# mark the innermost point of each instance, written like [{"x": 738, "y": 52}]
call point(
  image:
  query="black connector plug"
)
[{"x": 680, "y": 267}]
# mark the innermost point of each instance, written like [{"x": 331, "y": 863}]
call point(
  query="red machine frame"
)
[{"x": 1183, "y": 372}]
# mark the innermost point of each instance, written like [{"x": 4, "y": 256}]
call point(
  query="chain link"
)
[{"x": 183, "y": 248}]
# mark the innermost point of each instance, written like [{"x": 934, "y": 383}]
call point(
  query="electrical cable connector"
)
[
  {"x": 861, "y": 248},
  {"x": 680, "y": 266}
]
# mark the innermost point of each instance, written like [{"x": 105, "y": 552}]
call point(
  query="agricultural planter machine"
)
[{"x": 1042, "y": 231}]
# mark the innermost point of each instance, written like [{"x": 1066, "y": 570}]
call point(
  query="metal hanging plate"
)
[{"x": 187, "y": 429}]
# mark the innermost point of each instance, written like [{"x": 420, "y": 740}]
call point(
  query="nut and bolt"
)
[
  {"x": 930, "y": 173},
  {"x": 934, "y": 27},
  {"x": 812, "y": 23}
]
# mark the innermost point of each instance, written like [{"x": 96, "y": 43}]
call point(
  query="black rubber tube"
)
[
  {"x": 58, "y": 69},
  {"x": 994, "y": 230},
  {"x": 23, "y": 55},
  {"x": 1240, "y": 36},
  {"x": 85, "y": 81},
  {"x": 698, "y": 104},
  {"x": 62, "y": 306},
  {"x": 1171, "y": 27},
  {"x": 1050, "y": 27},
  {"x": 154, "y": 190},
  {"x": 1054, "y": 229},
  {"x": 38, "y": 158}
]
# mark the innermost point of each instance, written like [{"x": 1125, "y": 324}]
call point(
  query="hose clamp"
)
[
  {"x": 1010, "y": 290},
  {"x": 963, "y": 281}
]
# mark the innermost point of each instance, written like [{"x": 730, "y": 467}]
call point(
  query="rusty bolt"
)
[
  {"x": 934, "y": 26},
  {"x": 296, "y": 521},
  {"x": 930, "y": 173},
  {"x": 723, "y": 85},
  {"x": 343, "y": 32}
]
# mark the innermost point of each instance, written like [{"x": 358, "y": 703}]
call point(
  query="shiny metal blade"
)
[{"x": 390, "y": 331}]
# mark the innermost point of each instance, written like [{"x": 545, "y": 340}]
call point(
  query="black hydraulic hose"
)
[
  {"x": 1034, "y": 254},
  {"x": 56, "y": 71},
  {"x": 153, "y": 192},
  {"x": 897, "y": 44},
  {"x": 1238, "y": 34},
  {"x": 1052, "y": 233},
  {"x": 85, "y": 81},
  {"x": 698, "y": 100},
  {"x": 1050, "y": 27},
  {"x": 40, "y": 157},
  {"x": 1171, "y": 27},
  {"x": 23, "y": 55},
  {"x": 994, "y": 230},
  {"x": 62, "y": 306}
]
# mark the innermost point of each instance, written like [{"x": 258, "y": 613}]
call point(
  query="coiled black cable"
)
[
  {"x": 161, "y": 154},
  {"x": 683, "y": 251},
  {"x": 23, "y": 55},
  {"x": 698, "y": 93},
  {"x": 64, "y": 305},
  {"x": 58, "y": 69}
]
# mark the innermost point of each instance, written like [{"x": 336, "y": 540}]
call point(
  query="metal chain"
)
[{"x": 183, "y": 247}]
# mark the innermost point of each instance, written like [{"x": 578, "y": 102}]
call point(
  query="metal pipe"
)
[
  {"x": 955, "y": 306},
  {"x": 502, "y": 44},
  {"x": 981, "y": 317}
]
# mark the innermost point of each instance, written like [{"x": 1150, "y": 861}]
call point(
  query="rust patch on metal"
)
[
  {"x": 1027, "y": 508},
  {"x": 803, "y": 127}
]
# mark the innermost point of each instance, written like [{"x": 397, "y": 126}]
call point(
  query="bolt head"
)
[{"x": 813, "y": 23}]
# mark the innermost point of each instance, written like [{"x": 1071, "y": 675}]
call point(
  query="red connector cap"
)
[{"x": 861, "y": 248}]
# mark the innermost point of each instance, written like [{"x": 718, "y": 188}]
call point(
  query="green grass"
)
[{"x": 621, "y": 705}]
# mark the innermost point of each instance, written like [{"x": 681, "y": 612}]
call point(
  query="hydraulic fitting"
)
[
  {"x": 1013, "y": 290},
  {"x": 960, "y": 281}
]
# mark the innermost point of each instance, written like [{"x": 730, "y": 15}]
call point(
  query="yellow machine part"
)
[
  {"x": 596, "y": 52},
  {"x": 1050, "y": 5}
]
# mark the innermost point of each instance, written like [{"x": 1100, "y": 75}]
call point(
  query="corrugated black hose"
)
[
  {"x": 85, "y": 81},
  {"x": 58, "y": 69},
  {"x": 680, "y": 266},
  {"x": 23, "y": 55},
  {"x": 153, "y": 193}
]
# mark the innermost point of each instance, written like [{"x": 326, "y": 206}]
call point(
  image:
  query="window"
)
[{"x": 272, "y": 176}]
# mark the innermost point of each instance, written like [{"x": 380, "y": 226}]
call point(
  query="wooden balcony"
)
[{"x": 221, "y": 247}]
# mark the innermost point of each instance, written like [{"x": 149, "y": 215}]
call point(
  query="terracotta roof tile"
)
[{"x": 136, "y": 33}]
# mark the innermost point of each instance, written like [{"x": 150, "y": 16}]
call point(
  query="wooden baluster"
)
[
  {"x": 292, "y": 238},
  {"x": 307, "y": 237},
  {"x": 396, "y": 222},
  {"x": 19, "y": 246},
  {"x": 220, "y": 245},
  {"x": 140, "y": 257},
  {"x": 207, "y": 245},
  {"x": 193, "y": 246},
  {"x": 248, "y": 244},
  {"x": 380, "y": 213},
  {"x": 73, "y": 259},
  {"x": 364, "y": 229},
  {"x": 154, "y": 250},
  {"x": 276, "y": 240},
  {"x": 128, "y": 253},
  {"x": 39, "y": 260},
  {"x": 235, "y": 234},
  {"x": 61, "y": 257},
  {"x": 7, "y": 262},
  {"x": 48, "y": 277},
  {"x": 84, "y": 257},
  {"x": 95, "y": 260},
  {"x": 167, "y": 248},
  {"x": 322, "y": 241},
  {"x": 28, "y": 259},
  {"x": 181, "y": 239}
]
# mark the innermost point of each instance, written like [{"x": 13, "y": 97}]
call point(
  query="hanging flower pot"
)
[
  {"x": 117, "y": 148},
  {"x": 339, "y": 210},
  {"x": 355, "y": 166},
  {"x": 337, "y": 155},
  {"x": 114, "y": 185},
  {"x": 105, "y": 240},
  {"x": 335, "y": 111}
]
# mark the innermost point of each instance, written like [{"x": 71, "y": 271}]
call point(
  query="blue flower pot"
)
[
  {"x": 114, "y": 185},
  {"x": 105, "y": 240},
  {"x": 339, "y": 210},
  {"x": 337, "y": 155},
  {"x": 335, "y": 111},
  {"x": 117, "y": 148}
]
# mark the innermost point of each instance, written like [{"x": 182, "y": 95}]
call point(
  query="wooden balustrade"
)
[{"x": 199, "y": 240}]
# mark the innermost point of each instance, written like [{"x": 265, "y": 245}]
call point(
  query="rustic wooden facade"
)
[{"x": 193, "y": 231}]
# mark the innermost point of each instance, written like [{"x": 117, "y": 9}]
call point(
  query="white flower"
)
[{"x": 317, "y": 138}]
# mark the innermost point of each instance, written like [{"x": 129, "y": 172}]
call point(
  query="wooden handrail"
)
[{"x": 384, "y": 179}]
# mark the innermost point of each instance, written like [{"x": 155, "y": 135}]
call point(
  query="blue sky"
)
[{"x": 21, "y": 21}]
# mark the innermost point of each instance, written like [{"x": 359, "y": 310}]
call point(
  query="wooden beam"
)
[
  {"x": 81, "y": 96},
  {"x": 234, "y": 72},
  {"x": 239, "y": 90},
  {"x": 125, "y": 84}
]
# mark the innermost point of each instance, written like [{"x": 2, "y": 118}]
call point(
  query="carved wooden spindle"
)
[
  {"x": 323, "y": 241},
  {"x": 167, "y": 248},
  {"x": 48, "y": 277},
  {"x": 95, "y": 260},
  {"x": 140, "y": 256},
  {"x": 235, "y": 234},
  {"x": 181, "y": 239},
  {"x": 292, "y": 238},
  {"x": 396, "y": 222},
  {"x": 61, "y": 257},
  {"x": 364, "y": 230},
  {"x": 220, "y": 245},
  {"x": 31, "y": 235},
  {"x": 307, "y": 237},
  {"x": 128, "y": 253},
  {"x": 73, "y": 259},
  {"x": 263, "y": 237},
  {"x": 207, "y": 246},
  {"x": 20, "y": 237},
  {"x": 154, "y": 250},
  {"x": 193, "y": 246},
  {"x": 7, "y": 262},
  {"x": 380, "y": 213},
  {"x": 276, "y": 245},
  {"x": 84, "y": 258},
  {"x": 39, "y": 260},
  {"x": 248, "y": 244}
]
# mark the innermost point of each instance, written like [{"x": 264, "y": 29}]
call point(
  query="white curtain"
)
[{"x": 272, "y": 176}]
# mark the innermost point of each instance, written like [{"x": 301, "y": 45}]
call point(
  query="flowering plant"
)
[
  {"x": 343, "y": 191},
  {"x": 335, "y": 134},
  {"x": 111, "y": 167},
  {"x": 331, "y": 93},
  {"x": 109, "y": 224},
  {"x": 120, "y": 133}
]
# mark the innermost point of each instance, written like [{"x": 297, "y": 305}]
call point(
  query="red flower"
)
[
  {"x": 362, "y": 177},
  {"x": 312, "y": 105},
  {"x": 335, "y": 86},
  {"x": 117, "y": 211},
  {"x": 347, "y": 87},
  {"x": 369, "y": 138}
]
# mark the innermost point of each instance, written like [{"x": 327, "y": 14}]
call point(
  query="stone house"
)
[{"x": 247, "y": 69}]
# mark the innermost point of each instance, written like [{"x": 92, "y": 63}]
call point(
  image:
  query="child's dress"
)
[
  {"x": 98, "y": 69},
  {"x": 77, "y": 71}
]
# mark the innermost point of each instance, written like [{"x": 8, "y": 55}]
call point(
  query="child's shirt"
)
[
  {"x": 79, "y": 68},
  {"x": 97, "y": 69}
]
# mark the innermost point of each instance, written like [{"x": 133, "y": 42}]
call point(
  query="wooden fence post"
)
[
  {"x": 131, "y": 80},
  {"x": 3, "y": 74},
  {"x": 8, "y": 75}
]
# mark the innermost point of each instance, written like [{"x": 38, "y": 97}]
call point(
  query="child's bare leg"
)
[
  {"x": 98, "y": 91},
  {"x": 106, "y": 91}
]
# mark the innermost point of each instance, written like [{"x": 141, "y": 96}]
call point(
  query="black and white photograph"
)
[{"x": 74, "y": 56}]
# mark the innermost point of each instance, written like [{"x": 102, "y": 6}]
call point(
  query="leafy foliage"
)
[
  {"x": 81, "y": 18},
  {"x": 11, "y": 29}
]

• **To be done**:
Copy out each line of the data above that contains the word "bolt".

• **Output for this task**:
  query="nut and bolt"
  query="rusty bolt"
  query="bolt head"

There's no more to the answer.